Copy the study summary on design flood estimates below word for word, from its first line to its last.

* _Text section_:
+===+
This study conducts a stylized model-as-truth experiment across 30 Massachusetts basins to evaluate uncertainty in estimating relative changes of design floods under climate change using process-based, deep learning, and hybrid hydrological models. Findings reveal that structural limitations and equifinality dominate uncertainty in change estimates, which are significantly reduced in variance through regional pooling.

Objective

To evaluate how errors in the estimates of change of design floods vary across process-based, deep learning-based, and hybrid hydrological models under different climate change scenarios.
To assess how uncertainty in historical precipitation impacts these errors.
To determine the sensitivity of these conclusions to calibration strategy (length of training data, calibration-stopping criteria, multi-objective optimization) and other modeling choices (e.g., design flood estimation method; regional pooling of estimates).
+===+
* _Source material_:
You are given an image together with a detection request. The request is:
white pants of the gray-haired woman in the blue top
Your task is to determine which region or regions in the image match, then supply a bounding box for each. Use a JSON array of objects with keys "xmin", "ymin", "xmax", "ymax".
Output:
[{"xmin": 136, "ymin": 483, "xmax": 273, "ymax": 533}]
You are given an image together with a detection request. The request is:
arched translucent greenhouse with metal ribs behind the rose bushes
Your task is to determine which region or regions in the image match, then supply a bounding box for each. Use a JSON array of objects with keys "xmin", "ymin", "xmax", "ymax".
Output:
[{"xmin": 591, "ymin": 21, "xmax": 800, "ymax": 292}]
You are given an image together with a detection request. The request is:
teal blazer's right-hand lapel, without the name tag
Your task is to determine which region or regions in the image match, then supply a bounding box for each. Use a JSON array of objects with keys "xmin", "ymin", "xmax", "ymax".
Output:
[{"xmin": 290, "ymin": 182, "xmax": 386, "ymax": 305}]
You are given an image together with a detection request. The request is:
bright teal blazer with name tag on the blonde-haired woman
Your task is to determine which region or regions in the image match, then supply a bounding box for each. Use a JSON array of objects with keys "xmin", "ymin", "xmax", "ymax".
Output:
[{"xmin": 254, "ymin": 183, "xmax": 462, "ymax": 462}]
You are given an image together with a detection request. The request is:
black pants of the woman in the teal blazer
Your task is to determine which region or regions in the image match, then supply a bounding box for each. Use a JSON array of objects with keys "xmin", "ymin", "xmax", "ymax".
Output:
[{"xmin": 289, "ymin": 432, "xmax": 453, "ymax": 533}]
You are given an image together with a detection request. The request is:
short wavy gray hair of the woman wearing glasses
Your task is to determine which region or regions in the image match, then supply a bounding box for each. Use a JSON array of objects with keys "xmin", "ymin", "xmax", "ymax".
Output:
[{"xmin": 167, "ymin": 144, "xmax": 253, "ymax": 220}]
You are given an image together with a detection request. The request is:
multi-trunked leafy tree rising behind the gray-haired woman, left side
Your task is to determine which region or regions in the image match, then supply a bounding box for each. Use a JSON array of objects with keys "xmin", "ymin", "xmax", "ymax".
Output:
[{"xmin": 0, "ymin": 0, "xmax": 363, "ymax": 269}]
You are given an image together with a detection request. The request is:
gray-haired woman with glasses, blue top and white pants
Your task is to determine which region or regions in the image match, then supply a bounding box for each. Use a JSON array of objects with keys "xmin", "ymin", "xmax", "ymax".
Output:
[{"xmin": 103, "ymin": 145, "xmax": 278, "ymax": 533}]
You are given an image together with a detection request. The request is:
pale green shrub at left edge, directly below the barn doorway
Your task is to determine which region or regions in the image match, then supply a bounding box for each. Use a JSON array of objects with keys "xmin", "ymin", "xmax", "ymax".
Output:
+===+
* _Output for this exercise_:
This study conducts a stylized model-as-truth experiment across 30 Massachusetts basins to evaluate uncertainty in estimating relative changes of design floods under climate change using process-based, deep learning, and hybrid hydrological models. Findings reveal that structural limitations and equifinality dominate uncertainty in change estimates, which are significantly reduced in variance through regional pooling.

Objective

To evaluate how errors in the estimates of change of design floods vary across process-based, deep learning-based, and hybrid hydrological models under different climate change scenarios.
To assess how uncertainty in historical precipitation impacts these errors.
To determine the sensitivity of these conclusions to calibration strategy (length of training data, calibration-stopping criteria, multi-objective optimization) and other modeling choices (e.g., design flood estimation method; regional pooling of estimates).